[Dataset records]
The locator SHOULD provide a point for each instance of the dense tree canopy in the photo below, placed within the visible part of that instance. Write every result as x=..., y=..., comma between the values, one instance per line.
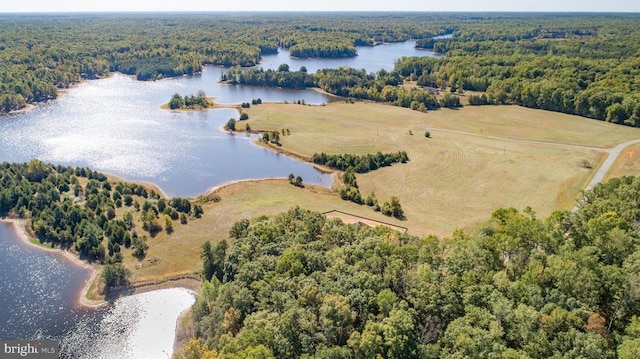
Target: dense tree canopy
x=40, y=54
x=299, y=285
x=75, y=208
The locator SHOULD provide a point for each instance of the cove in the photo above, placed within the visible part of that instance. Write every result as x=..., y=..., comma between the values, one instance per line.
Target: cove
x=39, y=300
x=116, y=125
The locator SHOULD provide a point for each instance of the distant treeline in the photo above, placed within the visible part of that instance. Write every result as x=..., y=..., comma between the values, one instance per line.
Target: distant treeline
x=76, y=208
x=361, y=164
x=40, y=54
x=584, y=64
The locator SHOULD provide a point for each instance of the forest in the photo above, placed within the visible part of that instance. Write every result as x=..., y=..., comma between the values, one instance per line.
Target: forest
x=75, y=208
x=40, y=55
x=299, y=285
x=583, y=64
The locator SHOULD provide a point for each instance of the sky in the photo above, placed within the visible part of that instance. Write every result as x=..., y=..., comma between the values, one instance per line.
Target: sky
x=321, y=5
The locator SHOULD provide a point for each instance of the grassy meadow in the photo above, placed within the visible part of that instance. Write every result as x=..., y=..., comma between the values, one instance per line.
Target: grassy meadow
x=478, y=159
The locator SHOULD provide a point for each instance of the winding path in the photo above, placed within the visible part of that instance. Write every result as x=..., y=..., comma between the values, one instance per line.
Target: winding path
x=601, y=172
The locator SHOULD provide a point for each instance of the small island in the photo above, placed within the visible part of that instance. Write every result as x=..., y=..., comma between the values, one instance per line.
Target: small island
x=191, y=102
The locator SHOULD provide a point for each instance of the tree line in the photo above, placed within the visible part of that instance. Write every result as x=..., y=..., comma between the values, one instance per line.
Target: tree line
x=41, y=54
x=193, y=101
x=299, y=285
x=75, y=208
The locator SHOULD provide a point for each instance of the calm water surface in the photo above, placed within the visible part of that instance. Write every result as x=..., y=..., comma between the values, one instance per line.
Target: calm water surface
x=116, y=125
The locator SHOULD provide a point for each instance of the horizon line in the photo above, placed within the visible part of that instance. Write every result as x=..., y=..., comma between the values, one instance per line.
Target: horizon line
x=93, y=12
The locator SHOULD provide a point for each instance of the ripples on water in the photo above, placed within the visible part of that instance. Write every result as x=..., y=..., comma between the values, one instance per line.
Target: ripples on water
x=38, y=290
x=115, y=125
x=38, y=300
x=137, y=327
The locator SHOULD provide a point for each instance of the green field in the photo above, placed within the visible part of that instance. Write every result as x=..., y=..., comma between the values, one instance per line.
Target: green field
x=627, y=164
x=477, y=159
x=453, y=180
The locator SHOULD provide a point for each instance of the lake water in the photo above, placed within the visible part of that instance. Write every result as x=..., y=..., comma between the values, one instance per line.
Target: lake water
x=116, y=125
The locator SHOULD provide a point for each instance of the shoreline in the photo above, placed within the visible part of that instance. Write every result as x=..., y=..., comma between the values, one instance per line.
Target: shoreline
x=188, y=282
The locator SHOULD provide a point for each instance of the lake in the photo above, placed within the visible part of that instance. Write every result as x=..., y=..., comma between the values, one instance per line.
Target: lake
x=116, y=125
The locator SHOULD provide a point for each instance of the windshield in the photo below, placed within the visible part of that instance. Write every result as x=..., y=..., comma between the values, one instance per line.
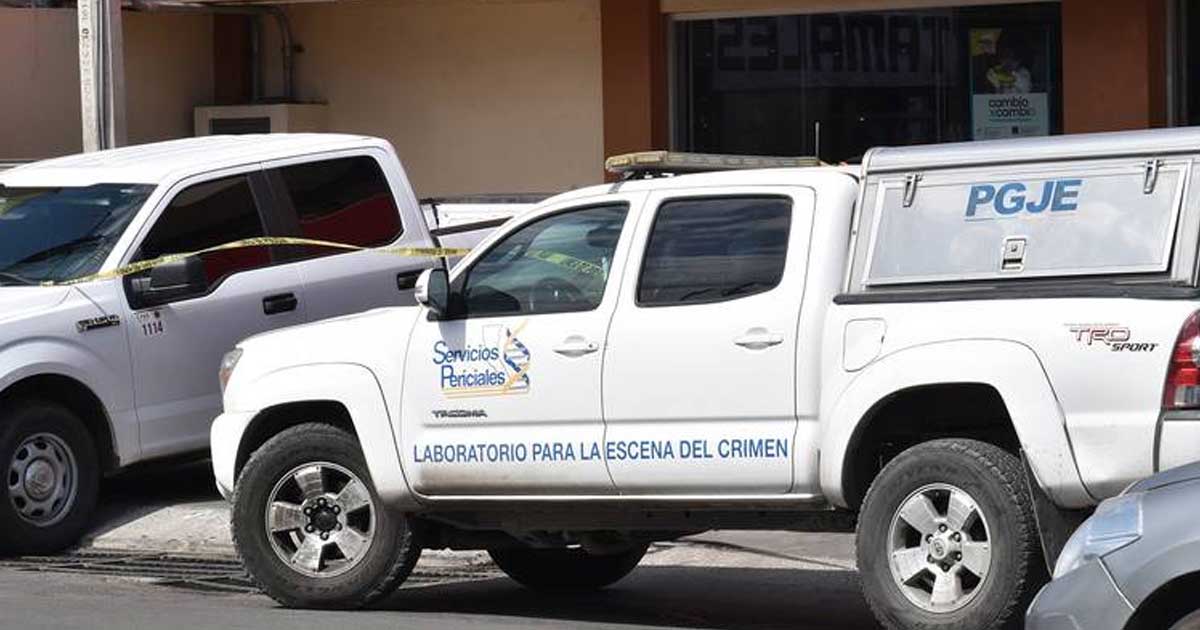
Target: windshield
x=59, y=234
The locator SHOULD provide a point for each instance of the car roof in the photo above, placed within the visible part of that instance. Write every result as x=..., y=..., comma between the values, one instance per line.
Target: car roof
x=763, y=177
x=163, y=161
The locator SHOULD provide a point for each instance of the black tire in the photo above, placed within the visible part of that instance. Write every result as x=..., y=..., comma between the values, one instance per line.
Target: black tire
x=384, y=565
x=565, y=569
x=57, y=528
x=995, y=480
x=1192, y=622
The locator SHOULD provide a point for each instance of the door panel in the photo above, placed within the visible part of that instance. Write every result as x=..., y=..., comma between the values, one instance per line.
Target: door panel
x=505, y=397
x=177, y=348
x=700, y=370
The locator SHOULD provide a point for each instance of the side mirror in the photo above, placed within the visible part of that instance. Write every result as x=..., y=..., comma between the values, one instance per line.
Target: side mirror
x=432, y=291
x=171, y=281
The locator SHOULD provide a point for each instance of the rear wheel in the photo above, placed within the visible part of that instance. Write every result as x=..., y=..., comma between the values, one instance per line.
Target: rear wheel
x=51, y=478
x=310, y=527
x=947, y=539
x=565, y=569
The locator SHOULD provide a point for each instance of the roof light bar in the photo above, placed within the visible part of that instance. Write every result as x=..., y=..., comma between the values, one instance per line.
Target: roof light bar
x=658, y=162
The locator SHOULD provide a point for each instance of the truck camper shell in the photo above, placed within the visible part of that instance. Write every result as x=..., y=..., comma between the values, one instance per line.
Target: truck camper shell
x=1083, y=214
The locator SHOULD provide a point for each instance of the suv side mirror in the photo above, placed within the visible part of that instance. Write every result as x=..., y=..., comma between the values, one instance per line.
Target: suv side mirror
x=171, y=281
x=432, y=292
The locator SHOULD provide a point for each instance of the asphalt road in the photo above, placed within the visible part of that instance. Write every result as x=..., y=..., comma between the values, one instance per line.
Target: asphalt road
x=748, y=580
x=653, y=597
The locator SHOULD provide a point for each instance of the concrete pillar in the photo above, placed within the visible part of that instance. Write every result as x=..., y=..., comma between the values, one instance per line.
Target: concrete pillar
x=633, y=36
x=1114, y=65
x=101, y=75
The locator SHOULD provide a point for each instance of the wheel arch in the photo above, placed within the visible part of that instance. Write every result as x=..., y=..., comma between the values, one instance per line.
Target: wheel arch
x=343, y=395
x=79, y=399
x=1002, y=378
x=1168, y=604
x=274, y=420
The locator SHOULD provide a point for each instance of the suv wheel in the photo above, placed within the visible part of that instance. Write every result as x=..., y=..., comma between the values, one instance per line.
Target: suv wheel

EXERCISE DESCRIPTION: Copy out every line of the material above word for word, leaving out the pictures.

WRITTEN ANSWER:
The locator SHOULD provide a point for each instance of the dense tree canopy in the photo below, placed within the visible part of that instance. Write every result as x=..., y=..., comma between the values, one instance per line.
Target: dense tree canopy
x=40, y=54
x=299, y=285
x=75, y=208
The locator SHOULD provide a point for each instance of the cove in the photo above, placed within the visible part of that instance. Write every result as x=..., y=..., comma between the values, one instance per line.
Target: cove
x=39, y=300
x=116, y=125
The locator SHOULD provide a point for each instance of the distant treeline in the photo above, placed within the visible part of that instance. Write every result as x=..., y=..., comma between the values, one instance per line.
Target: distant treeline
x=76, y=208
x=361, y=164
x=40, y=54
x=584, y=64
The locator SHOULD provide a point for each instance of the forest in the photo above, placed within the visible part of that instance. Write every result as x=..., y=..., comma between the values, one instance per line.
Target: forest
x=75, y=208
x=40, y=55
x=299, y=285
x=583, y=64
The locator SHOULD provide a point for each instance of the sky in the photo above, placed within the visible part of that instance. Write every result as x=..., y=..., comma between the values, one instance per line.
Target: sky
x=321, y=5
The locator SHOULD provide a point for each instance of the grassy meadow in the photo above, placed within the visible part of that instance. Write every result as x=..., y=..., comma between the values, one instance per line.
Target: grassy meadow
x=478, y=159
The locator SHOULD provide a point for each instance of the winding path in the photo above, placed within the visible part of that instance. Write every result as x=..., y=..., comma between the values, one instance per line.
Target: winding path
x=601, y=172
The locator SHOULD provide a point for each instance of the small island in the photo above, placed within the visible part of that instance. Write every result as x=..., y=..., comma between the values, one instance per line.
Target: small island
x=191, y=102
The locator SHOULD provide a point for each instance of the tree line in the photo above, placed within the visible part of that instance. Write every result as x=..., y=..., comma between the values, one instance per line.
Target: tree line
x=41, y=54
x=193, y=101
x=299, y=285
x=75, y=208
The locator SHOULD provide a point for each instance of the calm water surface in the photo above, placed within the visible part of that instance. Write every result as x=..., y=..., comma between the values, one instance per line.
Target: calm water surface
x=116, y=125
The locator SHOULD provide a point for each instance of the horizon line in the photo above, placed within the visible part of that instance. Write every result as x=..., y=..., comma between the values, one instance per line.
Target: horizon line
x=93, y=12
The locator SHOULD provide a point for each instance of the ripples on water in the photo above, placed within the visible part of that instance. Write every result as x=..., y=..., comma between the values, one instance per line.
Target: ripples on water
x=38, y=290
x=115, y=125
x=38, y=300
x=137, y=327
The locator SHOULD provide a point for each instance of the green field in the photo above, placed within the visible part of that instance. Write every result as x=..., y=..., comma between the values, one instance per line.
Target: green field
x=627, y=164
x=477, y=159
x=453, y=180
The locator SHOULD provide a point for each instance of the lake water in the photo above, placed within the visible part of that instance. Write every result as x=..., y=..., comma between the values, one instance per line.
Target: lake water
x=116, y=125
The locator SHOULD provide a point for each instance of the shoreline in the photo above, placed within the visible part of that instance. Write every result as x=..., y=..., comma between the values, one instance per line.
Target: shoreline
x=188, y=282
The locator SHOULD provide a point for each instance of the lake in the photo above, placed within the visible part of that instance. Write every result as x=..., y=..., comma between the values, one instance per line.
Target: lake
x=116, y=125
The locator SHOULD provide a point for each instance of the windshield in the photo below, placed within the visible part of that instance. Write every result as x=..., y=..., comma between the values, one instance per line.
Target: windshield
x=59, y=234
The locator SHOULD provide a point for each instance of the car roof in the photo above, placed within the visible part of that instance. Write every result as x=..., y=..., comma between the values, one instance per line.
Target: car roof
x=763, y=177
x=163, y=161
The locator SHOULD provide a point for each instance of the black tire in the photo above, placed within the visible part of that instance. Write every result as x=..., y=..., comma between the values, one instance per line.
Target: black tire
x=384, y=565
x=565, y=569
x=57, y=528
x=995, y=480
x=1192, y=622
The locator SHOULD provide a point for each instance of the door panel in the photo above, placed within the visible part of that instance. Write every result as x=..., y=..., comma between the values, one instance per line.
Target: door panel
x=505, y=397
x=177, y=348
x=700, y=370
The locator SHOULD provide a point for each instance of the side mirror in the photo above, placed within the visible part of that instance. Write every result as x=..., y=..., comma between the values, one instance per line.
Target: side mirror
x=432, y=291
x=171, y=281
The locator SHOULD provide a point for each instance of the rear wheel in the photo above, placed within the visible part of that instance. Write every result as x=..., y=..., comma between the values, one instance per line.
Target: rear wheel
x=51, y=478
x=310, y=527
x=947, y=539
x=565, y=569
The locator SHOULD provide a point for each instance of the roof light bar in the photo above, placed within the visible part of that instance. Write every result as x=..., y=..., comma between the values, one instance per line.
Target: roof light bar
x=658, y=162
The locator SHOULD provide a point for each instance of the truck camper shell in the photo above, placed within the visible part of that instance. Write every result as x=..., y=..., comma between the values, one instance per line.
Target: truck camper shell
x=1083, y=214
The locator SHOULD provide a point for each instance of the suv side mirror in the photo above, placed within the visible part of that instance. Write every result as x=..., y=..., comma between the values, one instance per line.
Target: suv side mirror
x=171, y=281
x=432, y=292
The locator SHOULD provide a point for each instance of the asphalt road in the photo above, placed within the visible part of that instance. Write every result as x=..., y=..., comma between the values, one instance per line.
Target: asphalt road
x=748, y=580
x=653, y=597
The locator SHOULD provide a point for each instance of the concrete pillar in the photo above, placed within the visible part of that instance. Write every result as x=..., y=..., comma between the values, one instance per line.
Target: concrete pillar
x=633, y=36
x=1114, y=65
x=101, y=75
The locator SHOULD provide a point for each instance of the wheel arch in the photo above, placed within the visible part of that instance. Write every result as x=..., y=..., comma between the values, one instance per line.
Target: wheel arch
x=343, y=395
x=79, y=399
x=1002, y=378
x=1168, y=604
x=274, y=420
The locator SHOULD provide a point for each instance of the suv wheel in the photo above, placed within the visible part of that instance. Write every result as x=..., y=..., comma between the values, one instance per line.
Target: suv wheel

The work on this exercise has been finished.